The maximum stack size required in Thread mode can be obtained by stack usage reports or by trials.  The maximum stack size required by the exception handling is more complicated because:

• Interrupt handlers can be nested. This includes the fault exception(s) such as HardFault handler and Non-Maskable Interrupt (NMI).
• The size of exception stack frames need to be taken into account.
• The size of exception stack frame depends on whether the interrupt process was using the floating point unit (FPU) or not.
• Due to double-word stack alignment defined by the AAPCS (reference 1), the exception stack frames are required to be double word aligned and therefore a padding word of stack space might be added before the stack frame in the exception entry sequence.

Assuming that an application only utilizes two interrupt priority levels for peripheral interrupts, there could be 4 levels of nested exceptions due to potential occurrence of the HardFault exception and NMI exception (if utilized by the application), as shown in Figure 3.

Figure 3: Worst case stack size requirement when considering maximum number of nested exceptions

In such cases, the maximum stack size required can be calculated by adding:

• Maximum stack size for Thread mode application code, rounded up to a multiple of eight (double word alignment).
• Maximum size of stack frame for each level of exception entrance (this needs to consider if the FPU is used or not).
• Stack usage for the exception handler with the maximum stack usage at each priority level.

## Data

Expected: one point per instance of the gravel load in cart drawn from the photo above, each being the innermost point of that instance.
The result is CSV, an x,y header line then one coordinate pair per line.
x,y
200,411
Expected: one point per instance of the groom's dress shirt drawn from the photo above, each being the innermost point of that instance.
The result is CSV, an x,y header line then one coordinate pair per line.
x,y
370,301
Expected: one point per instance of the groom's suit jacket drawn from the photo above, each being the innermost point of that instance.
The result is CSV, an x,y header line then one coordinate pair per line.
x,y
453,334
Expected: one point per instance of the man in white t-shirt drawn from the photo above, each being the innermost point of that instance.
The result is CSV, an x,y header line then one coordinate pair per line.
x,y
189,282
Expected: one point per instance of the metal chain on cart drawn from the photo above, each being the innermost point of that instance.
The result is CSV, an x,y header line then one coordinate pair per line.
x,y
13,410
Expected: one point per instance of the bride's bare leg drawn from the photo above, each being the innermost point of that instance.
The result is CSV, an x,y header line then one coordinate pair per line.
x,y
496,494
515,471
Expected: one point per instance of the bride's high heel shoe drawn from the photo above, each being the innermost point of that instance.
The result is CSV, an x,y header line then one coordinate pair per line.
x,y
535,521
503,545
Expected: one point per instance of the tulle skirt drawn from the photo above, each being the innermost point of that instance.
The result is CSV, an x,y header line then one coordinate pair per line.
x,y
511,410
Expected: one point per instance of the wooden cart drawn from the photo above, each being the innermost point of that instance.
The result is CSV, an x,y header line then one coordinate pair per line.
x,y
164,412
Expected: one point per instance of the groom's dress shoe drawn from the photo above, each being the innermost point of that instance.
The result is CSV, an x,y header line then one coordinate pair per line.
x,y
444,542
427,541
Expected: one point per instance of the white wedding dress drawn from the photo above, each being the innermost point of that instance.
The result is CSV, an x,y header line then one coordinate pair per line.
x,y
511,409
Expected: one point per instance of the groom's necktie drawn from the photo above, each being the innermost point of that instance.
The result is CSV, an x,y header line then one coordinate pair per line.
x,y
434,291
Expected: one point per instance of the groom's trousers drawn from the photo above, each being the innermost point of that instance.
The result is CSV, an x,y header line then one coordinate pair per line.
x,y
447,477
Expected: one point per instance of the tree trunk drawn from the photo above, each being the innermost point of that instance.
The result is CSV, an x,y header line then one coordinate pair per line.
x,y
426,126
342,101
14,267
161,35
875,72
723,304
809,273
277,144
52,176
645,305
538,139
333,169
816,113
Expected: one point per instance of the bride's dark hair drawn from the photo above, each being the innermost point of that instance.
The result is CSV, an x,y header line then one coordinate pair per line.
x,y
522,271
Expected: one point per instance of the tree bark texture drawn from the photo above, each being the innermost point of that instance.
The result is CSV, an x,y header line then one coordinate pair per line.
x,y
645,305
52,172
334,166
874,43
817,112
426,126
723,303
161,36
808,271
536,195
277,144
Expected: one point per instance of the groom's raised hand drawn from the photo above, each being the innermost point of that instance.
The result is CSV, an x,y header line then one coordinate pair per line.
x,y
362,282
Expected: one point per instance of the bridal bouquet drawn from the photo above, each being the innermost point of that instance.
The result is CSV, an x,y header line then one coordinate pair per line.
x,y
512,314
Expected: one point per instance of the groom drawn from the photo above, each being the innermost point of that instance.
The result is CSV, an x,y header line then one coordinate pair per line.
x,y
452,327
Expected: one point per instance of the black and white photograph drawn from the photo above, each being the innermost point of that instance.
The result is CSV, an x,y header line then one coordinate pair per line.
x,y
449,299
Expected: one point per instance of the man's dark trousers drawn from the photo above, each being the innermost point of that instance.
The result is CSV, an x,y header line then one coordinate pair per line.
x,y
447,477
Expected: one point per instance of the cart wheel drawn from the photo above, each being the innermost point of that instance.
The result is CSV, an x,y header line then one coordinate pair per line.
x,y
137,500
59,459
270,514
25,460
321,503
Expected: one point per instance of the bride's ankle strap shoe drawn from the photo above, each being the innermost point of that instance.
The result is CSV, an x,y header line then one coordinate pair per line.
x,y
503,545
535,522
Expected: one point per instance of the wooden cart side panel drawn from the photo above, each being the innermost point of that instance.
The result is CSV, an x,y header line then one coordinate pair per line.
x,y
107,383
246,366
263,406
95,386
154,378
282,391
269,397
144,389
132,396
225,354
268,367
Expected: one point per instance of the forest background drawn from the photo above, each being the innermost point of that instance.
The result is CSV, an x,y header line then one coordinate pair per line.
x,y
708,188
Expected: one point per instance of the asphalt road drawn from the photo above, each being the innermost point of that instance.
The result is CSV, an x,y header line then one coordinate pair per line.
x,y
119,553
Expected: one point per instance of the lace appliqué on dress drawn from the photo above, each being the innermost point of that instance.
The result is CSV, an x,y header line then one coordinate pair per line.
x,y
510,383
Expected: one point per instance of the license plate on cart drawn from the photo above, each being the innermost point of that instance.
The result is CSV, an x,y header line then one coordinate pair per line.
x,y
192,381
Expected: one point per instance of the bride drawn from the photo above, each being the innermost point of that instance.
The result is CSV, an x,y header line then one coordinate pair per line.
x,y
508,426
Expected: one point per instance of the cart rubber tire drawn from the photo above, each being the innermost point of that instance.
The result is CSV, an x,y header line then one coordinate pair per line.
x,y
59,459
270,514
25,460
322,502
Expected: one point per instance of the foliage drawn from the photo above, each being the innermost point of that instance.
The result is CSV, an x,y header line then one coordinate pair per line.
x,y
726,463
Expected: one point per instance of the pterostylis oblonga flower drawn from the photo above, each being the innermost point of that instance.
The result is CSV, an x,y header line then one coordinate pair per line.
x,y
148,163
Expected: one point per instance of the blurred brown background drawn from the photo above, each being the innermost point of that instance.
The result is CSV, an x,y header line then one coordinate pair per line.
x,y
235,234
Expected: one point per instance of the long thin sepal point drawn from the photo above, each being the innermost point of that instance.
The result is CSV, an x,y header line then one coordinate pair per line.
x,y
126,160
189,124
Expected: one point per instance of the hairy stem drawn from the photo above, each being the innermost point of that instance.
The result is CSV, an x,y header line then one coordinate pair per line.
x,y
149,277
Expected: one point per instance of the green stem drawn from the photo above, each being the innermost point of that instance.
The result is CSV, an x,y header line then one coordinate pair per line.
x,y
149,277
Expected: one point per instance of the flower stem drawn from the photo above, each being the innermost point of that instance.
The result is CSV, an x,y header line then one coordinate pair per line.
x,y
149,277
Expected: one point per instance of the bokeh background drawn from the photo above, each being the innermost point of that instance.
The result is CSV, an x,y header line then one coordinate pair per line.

## Problems to solve
**a)** Answer these from the stack-size excerpt, one per line:
(i) By what two means can the maximum stack size required in Thread mode be obtained?
(ii) What does the size of the exception stack frame depend on?
(iii) To a multiple of what number is the maximum Thread mode stack size rounded up?
**b)** Please translate this sentence from the stack-size excerpt into French: "The maximum stack size required in Thread mode can be obtained by stack usage reports or by trials."

## In response
**a)**
(i) By stack usage reports or by trials.
(ii) Whether the interrupt process was using the floating point unit (FPU) or not.
(iii) Eight.

**b)** La taille maximale de pile requise en mode Thread peut être obtenue à l'aide de rapports d'utilisation de la pile ou par des essais.